Ejercicios por resolver:
a – En el texto sobre el hotel Juvet, ¿qué estudio de arquitectura llevó a cabo la idea de Slinning?
b – Prolonga el texto sobre el hotel Juvet a partir de su última frase.

Fragmento del texto:
--- --- ---

El Juvet fue una idea de Slinning, asilvestrada versión
noruega de Indiana Jones. La materializó el estudio de arquitectura
Jensen&Skodvin, de Oslo.
Los planos hablan de 800 metros cuadrados, pero
realmente es mucho más pequeño: lo que miden sus siete habitaciones y el búnker
que hace las veces de comedor-sauna-sala de estar común.
Ocurre que el proyecto
contempla como parte del hotel a la naturaleza donde se alzan las simples,
elementales y seductoras habitaciones cabaña.
El Juvet podría definirse como un hotel paisaje. Para
comprobar qué es esto, nada mejor que dormir en una de sus habitaciones y
despertar en mitad de un universo de montañas, al borde del bosque.
Más allá,
las praderas se extienden hasta el río que espumea en el desfiladero. Igual que
un vivac al aire libre, pero sin los inconvenientes de levantarse mojado por el
rocío, ni herido por el frío de la mañana; aquí solo hay que retirar el mullido
edredón.
En vez de hierbajos y piedrecitas clavándose en los pies, la suave
moqueta de lana merino virgen. Los ventanales libran de todos esos pequeños
inconvenientes, pero no hurtan nada de lo demás.

--- --- ---

Entradas proporcionadas:

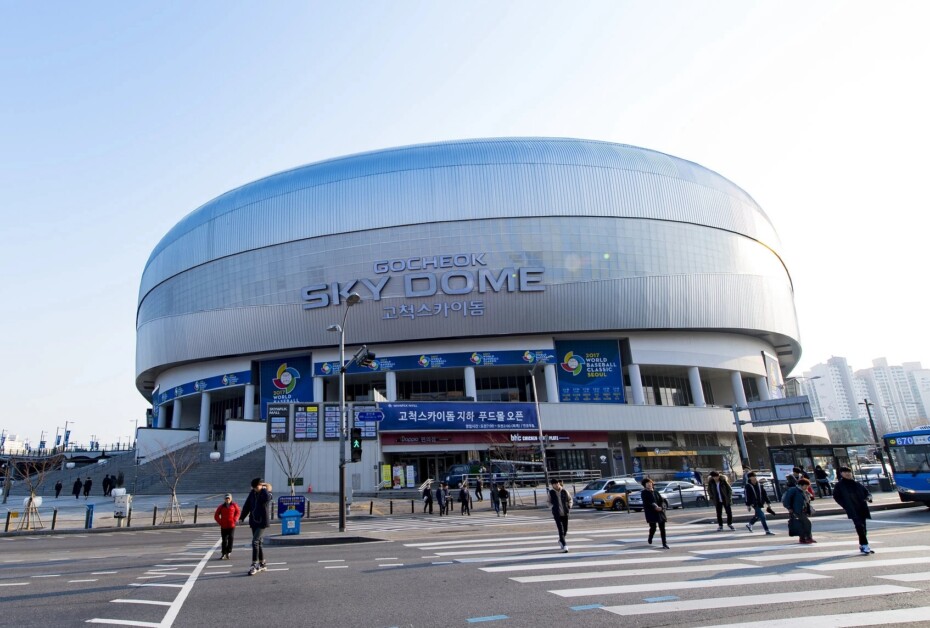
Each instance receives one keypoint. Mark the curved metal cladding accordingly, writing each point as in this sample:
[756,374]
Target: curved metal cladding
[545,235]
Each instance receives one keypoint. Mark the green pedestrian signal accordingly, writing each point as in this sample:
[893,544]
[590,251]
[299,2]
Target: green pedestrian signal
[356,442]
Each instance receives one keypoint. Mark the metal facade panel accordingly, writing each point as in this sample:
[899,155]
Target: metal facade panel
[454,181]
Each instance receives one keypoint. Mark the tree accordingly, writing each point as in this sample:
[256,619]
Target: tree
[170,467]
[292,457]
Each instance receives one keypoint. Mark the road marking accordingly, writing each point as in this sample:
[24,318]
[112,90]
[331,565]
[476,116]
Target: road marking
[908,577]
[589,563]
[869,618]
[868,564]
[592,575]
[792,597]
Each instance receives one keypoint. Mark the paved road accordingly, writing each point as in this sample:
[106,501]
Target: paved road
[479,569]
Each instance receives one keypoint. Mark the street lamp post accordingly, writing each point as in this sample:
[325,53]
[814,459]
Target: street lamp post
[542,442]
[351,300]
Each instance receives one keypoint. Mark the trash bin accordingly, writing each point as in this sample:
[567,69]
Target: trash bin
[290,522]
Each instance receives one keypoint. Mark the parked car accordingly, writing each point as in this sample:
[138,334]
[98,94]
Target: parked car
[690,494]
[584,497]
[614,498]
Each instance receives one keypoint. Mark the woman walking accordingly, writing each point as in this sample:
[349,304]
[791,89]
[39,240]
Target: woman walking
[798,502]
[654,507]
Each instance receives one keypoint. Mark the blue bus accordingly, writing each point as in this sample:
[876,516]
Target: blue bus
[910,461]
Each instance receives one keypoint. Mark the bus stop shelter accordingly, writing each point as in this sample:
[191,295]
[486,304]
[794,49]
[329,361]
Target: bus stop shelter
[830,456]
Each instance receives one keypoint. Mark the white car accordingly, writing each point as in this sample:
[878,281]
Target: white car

--- --- ---

Respuestas del ejercicio:
a – El estudio Jensen&Skodvin, de Oslo.

b –
Para conseguir tan feliz integración, cada alojamiento fue
diseñado según el lugar donde iba a alzarse, de manera que no hay dos iguales.
En realidad, son cabañas individuales, de 30 metros cuadrados y con paredes de
pino y abedul, estratégicamente situadas: desde ninguna se ve otra, solo
naturaleza.
En el interior no hay la menor decoración ni artilugio. De
oscuros tonos grises y marrones, solo contienen una cama, dos sillones y una
lámpara. "No quisimos nada que distrajese la atención, las habitaciones
son como cámaras de fotos y las ventanas, los objetivos", explican. Una
excepción es la mínima cabina del baño, de paredes en rabioso amarillo.
Reservar una noche en el Juvet es casi tan arduo como llegar
hasta aquí. A no ser que se tenga una suerte infinita, la espera está
garantizada entre cuatro y seis meses.
"Hemos hospedado japoneses que
habían reservado con un año de antelación, la lista de espera es larga",
asegura el dueño, casi tan austero como el menú que sirve a sus huéspedes.
El
guiso, bacalao con tocino, carece de cualquier proximidad con la nouvelle
cuisine, ni siquiera nórdica. Pero algo debe de tener este hotel que cobra 400
euros por habitación, rancho incluido, para que haya tan desesperadora lista de
espera.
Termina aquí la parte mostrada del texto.